**КОРОТКОЕ ЗАДАНИЕ 1:** В каком городе живет Глеб Михалев, если верить отрывку о его поэзии?

**ОТРЫВОК:**
--

[Оглавление]




"МНЕ  ЭТО  ОЩУЩЕНИЕ  ЗНАКОМО..."

(О поэзии Глеба Михалёва)


Некогда довелось услышать исключительное. Радиожурналист, ведущий передачу on-line, переспросил: "Откуда-откуда вы? Из Петербурга? Понятно. Ну, в принципе, тоже город, хоть и провинция".

Ну, так вот, Казань, в которой живет поэт Глеб Михалев, "в принципе, тоже город", как и вся эта наша "рязань-череповец-саратов-чита-находка-колыма". То есть то несчастное пространство, населенное человеками, так и не сумевшее вписаться в священный нимб московской окружной дороги.

Нет-нет! Я не хочу обидеть московских собратьев-поэтов! Ведь все мы, кто называет себя поэтами, по сути, певцы спальных районов, да и писательство - одинокое дело, как любил говаривать Хемингуэй.

В песенке поется: "Через дырку в небесах / въехал белый "Мерседес", / всем раздал по три рубля и ... проехал мимо..." Вот уж, что-что, а "Мерседес" явно не для лирического героя стихотворца Михалева. Наблюдать нашу "спальную" провинциальную жизнь удобнее через мутное окно "пазика": "дворники" вжик-вжик, а поэт - зырк-зырк. Поскольку он, поэт, существо неравнодушное, душу болящую имеющее, стремящееся запечатлеть в памяти все зигзаги жизненного маршрута, повороты и передряги дороги.

А что еще за окном "пазика"? - День, "нелепой суетою занят", долгий, "как гомеровский гекзаметр". "Споры, ссоры, перебранки... / словно чёрные вороны / прилетели спозаранку/

разбрелись по огороду / угощение почуяв... / не собрать мне урожая." Серый пейзаж, кукольный театр из серого картона (или бетона). Мир в окне "пазика" безлюден: только деревья, только столбы, только дома... Если и есть что-то одушевленное, то намечено оно небрежным росчерком, намеком, эскизом. Вот (смутно и неотчетливо) лирический герой, то качающийся "на железной ниточке с Еленой", то стоящий среди этого унылого серого пейзажа "как пугало", молчащий или "нудный, как бритье". Вот Сентябрь, наступающий на пятки, с пытливым взглядом Малюты Скуратова. А вот (иногда, но редко) - "беспечный ангел в травке луговой"...

О чем думается в обжитом транспортном средстве? - "О жизни холостой и пустяковой, / о том, как не жалеешь ни о ком и /ещё - земля качается едва- / едва..." О том, что осенний куст во дворе "светел, рыж и жив", а сам ты чувствуешь себя мышью в норе, сжавшейся и дрожащей - "всё смерть вокруг".

Очень грустно в "пазике" Глеба. И, когда выйдешь из "пазика", тоска вовсе не отпускает, "ходишь никого не любя, да и сам, собссно, никому не нужен". В доме живет темнота, в доме гуляют темные тучи. Мир черно-бел:

Но это "черно-белое кино", эти правдивые фильтры позволяют поэту видеть жизнь вокруг такой, какая она есть - без помады, без ретуши.

Глеб Михалев убедителен в своих драматических композициях. Одиночество, вынужденная изоляция героя, тревога - все правдиво передает душевное состояние жителя сегодняшней провинции. Человек зовет свою душу, пытается выговориться, но часто не находит собеседника.

--

**СТРОКИ ДАННЫХ:**
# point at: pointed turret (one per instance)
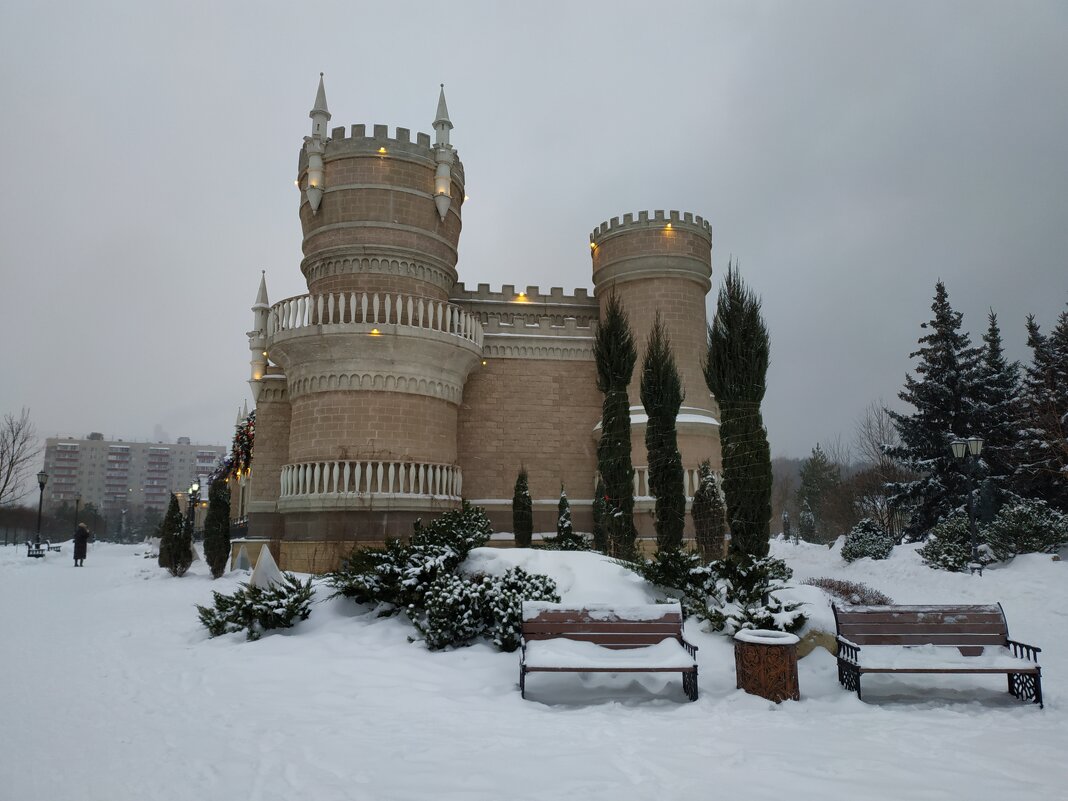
(319, 112)
(257, 338)
(444, 156)
(441, 123)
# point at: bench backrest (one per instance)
(631, 627)
(966, 627)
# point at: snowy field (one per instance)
(112, 691)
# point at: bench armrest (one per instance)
(848, 650)
(1023, 650)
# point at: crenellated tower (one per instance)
(374, 356)
(661, 261)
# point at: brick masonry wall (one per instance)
(380, 425)
(538, 413)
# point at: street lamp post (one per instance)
(42, 481)
(961, 451)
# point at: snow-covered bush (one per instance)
(1027, 527)
(401, 575)
(866, 538)
(461, 609)
(728, 594)
(851, 592)
(255, 610)
(948, 546)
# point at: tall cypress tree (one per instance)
(736, 373)
(661, 392)
(217, 528)
(945, 398)
(615, 355)
(522, 512)
(1041, 453)
(707, 513)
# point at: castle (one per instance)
(391, 390)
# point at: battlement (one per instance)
(378, 142)
(656, 219)
(530, 296)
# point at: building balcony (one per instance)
(367, 485)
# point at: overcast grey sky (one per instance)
(848, 154)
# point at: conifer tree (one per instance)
(217, 528)
(818, 477)
(564, 528)
(1041, 454)
(736, 373)
(945, 398)
(174, 542)
(708, 514)
(615, 355)
(661, 393)
(600, 512)
(522, 512)
(998, 411)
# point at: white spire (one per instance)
(442, 124)
(262, 293)
(319, 112)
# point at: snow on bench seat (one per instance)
(575, 655)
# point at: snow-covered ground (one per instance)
(111, 690)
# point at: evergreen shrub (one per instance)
(866, 538)
(255, 610)
(1027, 527)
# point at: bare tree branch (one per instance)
(18, 452)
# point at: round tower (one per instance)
(375, 358)
(661, 262)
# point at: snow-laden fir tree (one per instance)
(615, 355)
(522, 512)
(175, 540)
(709, 523)
(564, 528)
(661, 393)
(998, 413)
(819, 477)
(736, 374)
(217, 527)
(1041, 454)
(945, 399)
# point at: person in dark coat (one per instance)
(80, 545)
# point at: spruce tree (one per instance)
(708, 514)
(661, 393)
(818, 477)
(522, 512)
(1041, 454)
(945, 398)
(600, 513)
(171, 538)
(998, 410)
(564, 528)
(615, 355)
(736, 373)
(217, 528)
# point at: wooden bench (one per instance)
(943, 639)
(558, 638)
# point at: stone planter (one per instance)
(766, 663)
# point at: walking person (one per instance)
(80, 545)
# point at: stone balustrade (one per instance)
(373, 309)
(340, 478)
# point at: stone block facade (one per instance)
(391, 390)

--

**КОРОТКОЕ ЗАДАНИЕ 2:** Перепишите без изменений записи, начиная со строки, где стоит «# point at: bare», и заканчивая последней записью, включая обе границы.

**ВЕРНЫЙ ОТВЕТ 1:** В Казани.

**ВЕРНЫЙ ОТВЕТ 2:**
# point at: bare tree branch (one per instance)
(18, 452)
# point at: round tower (one per instance)
(375, 358)
(661, 262)
# point at: snow-laden fir tree (one per instance)
(615, 355)
(522, 512)
(175, 540)
(709, 523)
(564, 528)
(661, 393)
(998, 413)
(819, 477)
(736, 374)
(217, 527)
(1041, 454)
(945, 399)
# point at: person in dark coat (one per instance)
(80, 545)
# point at: spruce tree (one per instance)
(708, 514)
(661, 393)
(818, 477)
(522, 512)
(1041, 454)
(945, 398)
(600, 513)
(171, 538)
(998, 410)
(564, 528)
(615, 355)
(736, 373)
(217, 528)
# point at: wooden bench (one per instance)
(943, 639)
(558, 638)
# point at: stone planter (one per instance)
(766, 663)
# point at: walking person (one per instance)
(80, 545)
# point at: stone balustrade (one per instance)
(373, 309)
(340, 478)
# point at: stone block facade (one per instance)
(391, 390)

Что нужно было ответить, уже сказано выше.